=== WHAT IS REQUIRED ===
Report every line in the listing below where the string "bread" shows up.
======== EXTRACTED INFORMATION ========
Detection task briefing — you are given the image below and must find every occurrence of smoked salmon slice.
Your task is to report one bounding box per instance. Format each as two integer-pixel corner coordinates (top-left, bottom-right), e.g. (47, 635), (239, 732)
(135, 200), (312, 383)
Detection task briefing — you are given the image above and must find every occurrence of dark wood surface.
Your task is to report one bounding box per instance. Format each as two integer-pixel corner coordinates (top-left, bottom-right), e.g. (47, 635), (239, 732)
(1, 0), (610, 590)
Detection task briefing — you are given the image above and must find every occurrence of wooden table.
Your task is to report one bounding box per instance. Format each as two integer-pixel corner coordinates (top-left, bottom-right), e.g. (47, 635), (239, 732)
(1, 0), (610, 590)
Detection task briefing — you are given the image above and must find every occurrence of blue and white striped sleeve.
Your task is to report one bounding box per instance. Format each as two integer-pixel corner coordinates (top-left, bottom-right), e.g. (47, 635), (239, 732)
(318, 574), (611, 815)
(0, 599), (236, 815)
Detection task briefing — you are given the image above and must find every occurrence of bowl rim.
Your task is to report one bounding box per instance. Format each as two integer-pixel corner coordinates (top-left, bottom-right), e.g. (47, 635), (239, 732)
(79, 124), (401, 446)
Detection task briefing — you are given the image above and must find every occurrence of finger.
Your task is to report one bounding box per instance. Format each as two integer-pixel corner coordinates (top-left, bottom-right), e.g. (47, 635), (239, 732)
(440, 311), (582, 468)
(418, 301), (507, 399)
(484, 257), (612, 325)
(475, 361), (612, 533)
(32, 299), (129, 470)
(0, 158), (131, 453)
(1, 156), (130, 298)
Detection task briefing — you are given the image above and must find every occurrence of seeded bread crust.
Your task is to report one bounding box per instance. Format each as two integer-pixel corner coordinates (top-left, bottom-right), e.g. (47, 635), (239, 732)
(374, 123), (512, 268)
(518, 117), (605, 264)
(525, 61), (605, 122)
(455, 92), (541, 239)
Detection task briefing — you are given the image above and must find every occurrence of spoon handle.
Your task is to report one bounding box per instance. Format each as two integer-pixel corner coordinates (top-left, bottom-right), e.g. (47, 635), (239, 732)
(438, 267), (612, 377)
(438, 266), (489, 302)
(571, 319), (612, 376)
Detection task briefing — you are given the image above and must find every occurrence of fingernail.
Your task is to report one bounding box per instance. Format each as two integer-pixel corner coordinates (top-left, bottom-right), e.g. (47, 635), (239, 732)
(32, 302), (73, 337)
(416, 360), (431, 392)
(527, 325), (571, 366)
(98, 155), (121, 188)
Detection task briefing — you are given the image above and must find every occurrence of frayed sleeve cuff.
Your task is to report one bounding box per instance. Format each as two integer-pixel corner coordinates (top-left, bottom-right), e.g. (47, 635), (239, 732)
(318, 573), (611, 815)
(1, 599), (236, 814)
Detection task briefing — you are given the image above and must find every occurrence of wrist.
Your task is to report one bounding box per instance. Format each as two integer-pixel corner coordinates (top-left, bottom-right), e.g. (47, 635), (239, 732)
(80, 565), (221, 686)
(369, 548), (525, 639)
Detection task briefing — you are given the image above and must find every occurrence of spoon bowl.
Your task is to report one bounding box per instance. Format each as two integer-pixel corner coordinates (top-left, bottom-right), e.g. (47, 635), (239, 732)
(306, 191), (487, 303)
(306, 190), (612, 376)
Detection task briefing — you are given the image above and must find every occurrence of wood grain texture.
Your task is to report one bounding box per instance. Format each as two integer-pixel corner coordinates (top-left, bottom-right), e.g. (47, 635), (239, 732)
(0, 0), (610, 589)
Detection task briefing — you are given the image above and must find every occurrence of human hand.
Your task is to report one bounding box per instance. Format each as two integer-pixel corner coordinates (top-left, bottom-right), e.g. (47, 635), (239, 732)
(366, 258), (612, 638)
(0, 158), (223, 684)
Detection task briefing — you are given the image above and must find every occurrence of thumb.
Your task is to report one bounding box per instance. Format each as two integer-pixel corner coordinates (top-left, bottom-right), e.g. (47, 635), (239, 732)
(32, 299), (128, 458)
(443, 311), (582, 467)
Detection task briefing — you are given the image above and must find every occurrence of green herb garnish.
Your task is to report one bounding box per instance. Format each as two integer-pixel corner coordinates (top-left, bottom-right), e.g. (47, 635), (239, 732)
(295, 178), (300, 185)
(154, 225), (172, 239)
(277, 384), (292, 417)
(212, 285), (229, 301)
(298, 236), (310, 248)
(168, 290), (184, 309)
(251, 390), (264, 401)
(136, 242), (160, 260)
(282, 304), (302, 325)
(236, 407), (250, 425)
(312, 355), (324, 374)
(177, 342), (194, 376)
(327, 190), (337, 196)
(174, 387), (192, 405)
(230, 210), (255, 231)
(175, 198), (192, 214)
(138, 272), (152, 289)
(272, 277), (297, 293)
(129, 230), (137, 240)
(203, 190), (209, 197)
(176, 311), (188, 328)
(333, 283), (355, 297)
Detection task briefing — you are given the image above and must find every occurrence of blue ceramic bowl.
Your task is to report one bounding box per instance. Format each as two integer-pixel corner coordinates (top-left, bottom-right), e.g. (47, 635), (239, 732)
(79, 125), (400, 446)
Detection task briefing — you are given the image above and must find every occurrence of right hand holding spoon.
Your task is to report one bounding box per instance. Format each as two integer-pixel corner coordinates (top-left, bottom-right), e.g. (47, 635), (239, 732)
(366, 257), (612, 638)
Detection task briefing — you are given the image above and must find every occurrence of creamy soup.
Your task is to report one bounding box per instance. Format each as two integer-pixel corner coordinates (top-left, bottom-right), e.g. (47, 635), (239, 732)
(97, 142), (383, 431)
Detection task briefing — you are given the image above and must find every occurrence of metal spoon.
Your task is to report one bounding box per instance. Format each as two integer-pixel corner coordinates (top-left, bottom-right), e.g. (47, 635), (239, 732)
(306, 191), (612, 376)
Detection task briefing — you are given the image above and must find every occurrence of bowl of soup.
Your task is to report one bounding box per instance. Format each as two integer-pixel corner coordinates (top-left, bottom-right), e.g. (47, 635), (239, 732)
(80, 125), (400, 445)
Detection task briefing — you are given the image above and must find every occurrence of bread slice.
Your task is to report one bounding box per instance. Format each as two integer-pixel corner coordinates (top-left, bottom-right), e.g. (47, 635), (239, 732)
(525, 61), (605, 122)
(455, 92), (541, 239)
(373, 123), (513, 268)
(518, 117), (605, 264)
========
======== EXTRACTED INFORMATION ========
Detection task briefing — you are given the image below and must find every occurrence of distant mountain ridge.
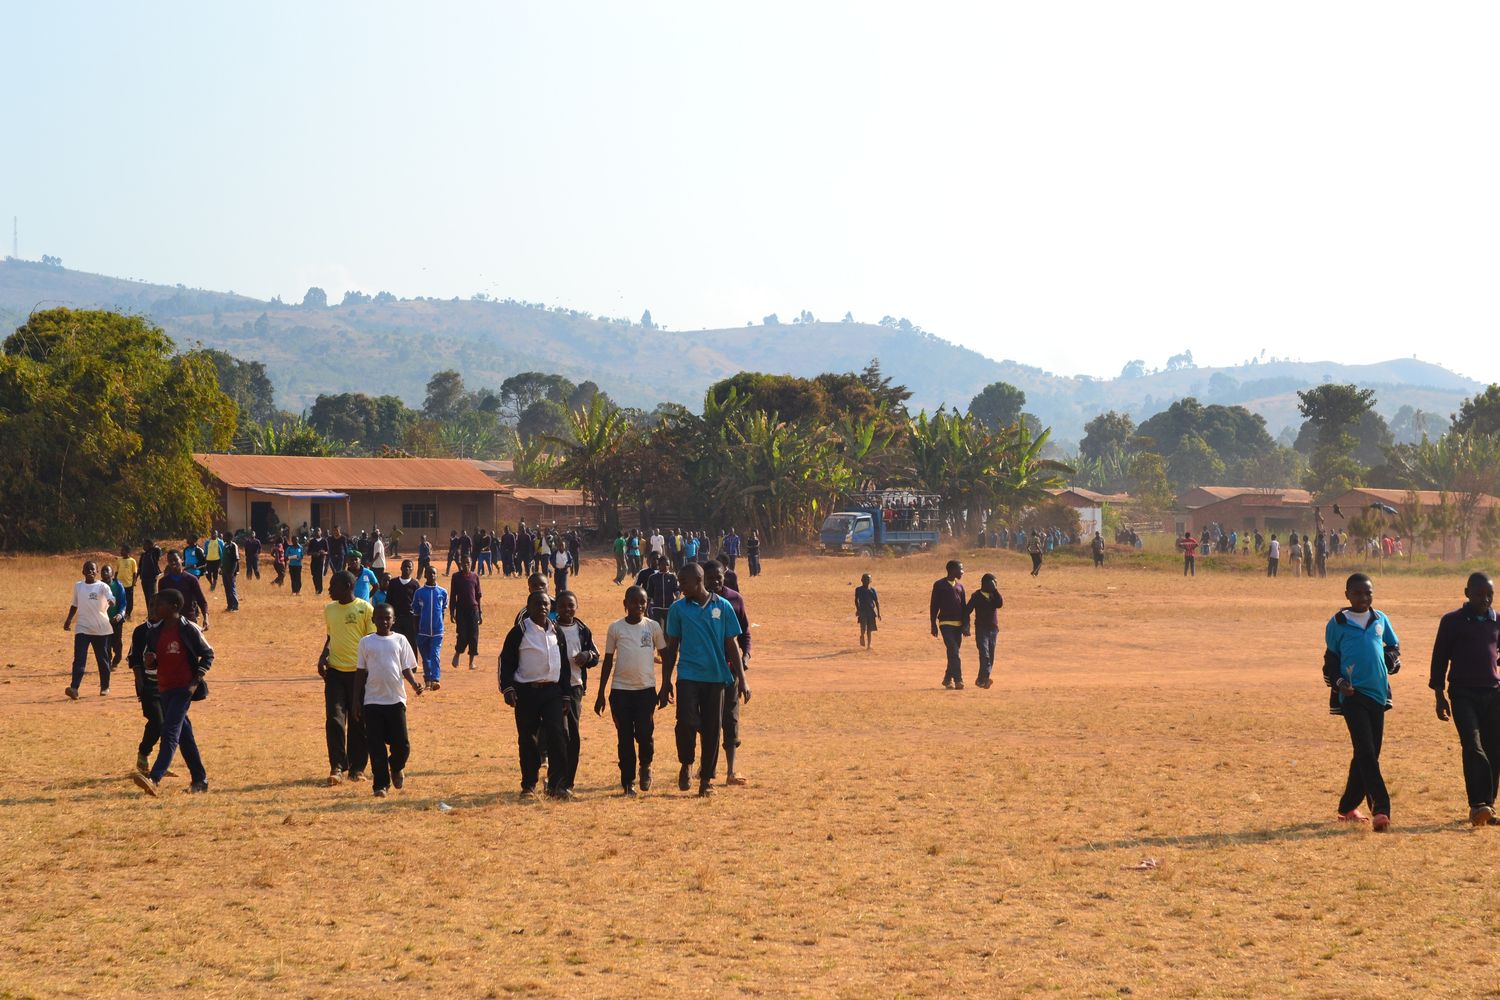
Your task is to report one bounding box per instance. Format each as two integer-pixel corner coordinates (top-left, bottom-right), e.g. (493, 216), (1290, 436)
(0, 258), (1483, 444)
========
=== EXPECTED OUTPUT ===
Detection task briefing — you are given the image above and must find every occurrence of seeded bread crust.
Detection task briefing — you are given the image above and must find every occurrence of bread slice.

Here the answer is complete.